##### Documento

José David Sacristán de Lama - Crónicas desde el Titanic
Bajo
el látigo de los poderes fácticos (el tardocapitalismo neoliberal),
llevamos tiempo sufriendo medidas económicas de recortes, que se
justifican macroeconómicamente por la necesidad de depurar y sanear
las cuentas del sistema: una parada estratégica del vehículo en el
taller para que pueda seguir haciendo kilómetros. Estas políticas
suscitan resistencias y críticas, no sólo por consideraciones
sociales, sino también con argumentos puramente económicos: los
recortes, el adelgazamiento de los costes salariales y de las
prestaciones sociales, hunden el consumo y sofocan así una posible
recuperación de la producción, originando un círculo vicioso
depresivo del que sería difícil o imposible salir; la ambición
termina volviéndose contra los ambiciosos. En consecuencia, y por el
contrario, deberían llevarse a cabo políticas expansivas que
estimularan el consumo para reactivar la economía. Parece muy
razonable y desde luego es mucho más social… dentro de la lógica
del sistema. Pero ¿es esto todo lo que se nos ocurre?

##########

Tarea a — ¿Cuántas líneas de las filas contienen la palabra "logo"? Indica solo el número.
El texto sobre las políticas de recortes no guarda relación con las filas.

##### Sección de datos

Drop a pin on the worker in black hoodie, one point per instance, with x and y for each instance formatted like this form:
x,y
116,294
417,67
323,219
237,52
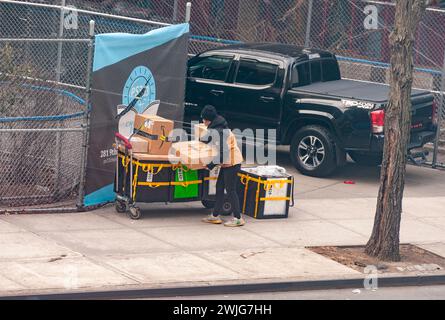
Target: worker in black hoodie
x,y
230,159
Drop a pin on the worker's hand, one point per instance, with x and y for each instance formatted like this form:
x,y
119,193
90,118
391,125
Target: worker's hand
x,y
211,166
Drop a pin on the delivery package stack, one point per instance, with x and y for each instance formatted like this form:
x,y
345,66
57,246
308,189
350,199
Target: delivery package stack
x,y
161,171
148,177
265,192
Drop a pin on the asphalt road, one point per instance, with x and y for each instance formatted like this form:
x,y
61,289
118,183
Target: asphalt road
x,y
400,293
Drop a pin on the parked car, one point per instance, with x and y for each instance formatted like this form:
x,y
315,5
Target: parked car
x,y
300,93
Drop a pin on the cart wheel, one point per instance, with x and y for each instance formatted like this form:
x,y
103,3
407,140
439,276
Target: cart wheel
x,y
134,213
227,208
120,206
208,204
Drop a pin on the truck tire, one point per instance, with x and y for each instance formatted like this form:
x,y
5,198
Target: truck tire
x,y
313,151
366,159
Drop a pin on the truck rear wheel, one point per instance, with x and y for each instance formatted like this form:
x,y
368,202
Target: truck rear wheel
x,y
366,159
313,151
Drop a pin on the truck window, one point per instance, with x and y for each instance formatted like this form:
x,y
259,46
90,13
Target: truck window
x,y
300,75
210,68
331,71
315,71
256,73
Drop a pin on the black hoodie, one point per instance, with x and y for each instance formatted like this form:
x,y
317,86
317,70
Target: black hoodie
x,y
218,127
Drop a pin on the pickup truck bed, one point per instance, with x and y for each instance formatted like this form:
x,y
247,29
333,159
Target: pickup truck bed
x,y
355,90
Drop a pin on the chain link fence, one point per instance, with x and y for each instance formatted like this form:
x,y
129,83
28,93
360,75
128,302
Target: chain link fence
x,y
356,30
45,48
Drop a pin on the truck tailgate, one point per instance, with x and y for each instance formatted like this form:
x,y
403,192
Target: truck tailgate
x,y
350,89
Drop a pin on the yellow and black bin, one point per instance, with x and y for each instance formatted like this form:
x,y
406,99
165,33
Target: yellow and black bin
x,y
265,197
150,179
186,184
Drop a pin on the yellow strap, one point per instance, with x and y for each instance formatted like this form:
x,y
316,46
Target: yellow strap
x,y
135,183
245,196
276,199
154,184
180,166
257,201
186,183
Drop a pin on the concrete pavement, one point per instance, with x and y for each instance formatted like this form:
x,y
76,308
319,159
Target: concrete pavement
x,y
169,246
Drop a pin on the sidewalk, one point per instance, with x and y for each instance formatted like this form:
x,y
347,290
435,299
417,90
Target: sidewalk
x,y
169,246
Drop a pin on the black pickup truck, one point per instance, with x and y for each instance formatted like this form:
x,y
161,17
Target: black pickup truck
x,y
299,92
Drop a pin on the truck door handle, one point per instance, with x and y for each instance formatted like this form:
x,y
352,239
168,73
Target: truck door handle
x,y
267,99
216,92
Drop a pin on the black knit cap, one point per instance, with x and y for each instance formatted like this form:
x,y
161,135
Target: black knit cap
x,y
209,113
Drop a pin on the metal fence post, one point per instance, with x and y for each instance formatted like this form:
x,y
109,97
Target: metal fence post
x,y
58,79
60,45
175,11
440,114
307,40
86,124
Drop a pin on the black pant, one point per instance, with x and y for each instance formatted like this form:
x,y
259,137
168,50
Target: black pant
x,y
227,181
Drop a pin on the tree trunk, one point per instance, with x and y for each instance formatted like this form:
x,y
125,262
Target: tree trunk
x,y
385,238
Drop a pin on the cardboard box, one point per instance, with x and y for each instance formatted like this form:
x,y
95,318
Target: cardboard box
x,y
194,154
139,144
200,130
156,129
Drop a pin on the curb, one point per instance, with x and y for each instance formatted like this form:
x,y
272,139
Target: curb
x,y
409,281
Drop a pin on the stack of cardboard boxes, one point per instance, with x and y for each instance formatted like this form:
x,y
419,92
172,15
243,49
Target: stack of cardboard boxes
x,y
163,171
152,139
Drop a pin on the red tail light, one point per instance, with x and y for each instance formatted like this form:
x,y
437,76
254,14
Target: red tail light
x,y
378,121
435,112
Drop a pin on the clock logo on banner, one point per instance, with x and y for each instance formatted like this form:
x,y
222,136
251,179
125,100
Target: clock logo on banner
x,y
141,86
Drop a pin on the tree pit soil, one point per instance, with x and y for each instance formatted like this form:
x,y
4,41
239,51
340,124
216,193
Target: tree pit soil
x,y
414,260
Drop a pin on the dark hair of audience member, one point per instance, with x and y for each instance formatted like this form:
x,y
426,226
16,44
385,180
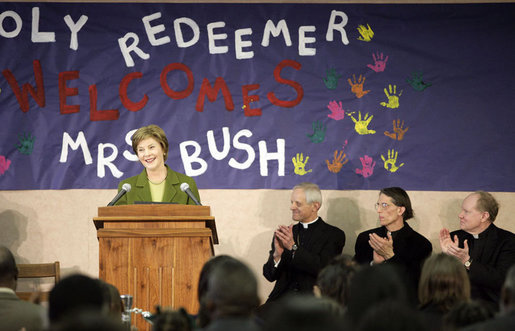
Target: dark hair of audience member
x,y
392,315
8,269
466,313
443,283
88,320
305,313
334,280
232,290
372,285
172,320
73,294
401,199
203,284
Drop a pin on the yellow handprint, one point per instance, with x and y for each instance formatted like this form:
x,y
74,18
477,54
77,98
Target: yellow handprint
x,y
299,163
361,126
389,164
393,98
366,33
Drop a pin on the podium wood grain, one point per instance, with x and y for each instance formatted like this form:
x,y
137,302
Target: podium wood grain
x,y
155,253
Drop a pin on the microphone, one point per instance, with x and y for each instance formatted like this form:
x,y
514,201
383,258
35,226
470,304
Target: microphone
x,y
125,188
186,189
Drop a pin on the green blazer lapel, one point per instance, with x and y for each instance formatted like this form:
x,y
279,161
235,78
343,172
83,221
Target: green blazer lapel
x,y
171,185
143,189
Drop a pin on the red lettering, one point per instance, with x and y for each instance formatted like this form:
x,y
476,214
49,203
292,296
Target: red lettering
x,y
122,91
65,91
166,88
247,99
212,93
37,93
99,115
298,88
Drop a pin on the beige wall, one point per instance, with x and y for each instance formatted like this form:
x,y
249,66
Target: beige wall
x,y
43,226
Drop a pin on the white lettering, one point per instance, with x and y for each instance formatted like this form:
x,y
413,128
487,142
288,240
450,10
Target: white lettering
x,y
74,29
178,32
264,157
246,147
275,31
122,42
36,36
217,155
212,37
303,40
339,27
153,30
80,141
187,159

##########

Tarea b — ¿Qué viene después en el texto sobre las políticas de recortes? Escribe la continuación a partir de su última oración.

Respuesta del ejercicio a — 2

Respuesta del ejercicio b —
Me
temo que así no se resuelve la contradicción interna, insalvable,
en la que vuelvo a insistir desde estas páginas: si se reduce el
consumo, el sistema no funciona, y si no se reduce el consumo, se
agotan los recursos. Por cualquiera de las dos vías se acaba siempre
en el mismo punto: colapso. Dentro del sistema no hay
salvación.
En
este asunto, si se me permite la redundancia, la única alternativa
es ser “alternativos”. No es nada original. Son muchas las voces
que llevan tiempo advirtiendo sobre ello y que ofrecen las recetas,
aunque el ruido oficial no permite escucharlas con suficiente
nitidez: no puede haber economía sana sin ecología; el fundamento
económico no debe ser el lucro y el consumo compulsivo, sino la
atención a las necesidades y el equilibrio con la naturaleza.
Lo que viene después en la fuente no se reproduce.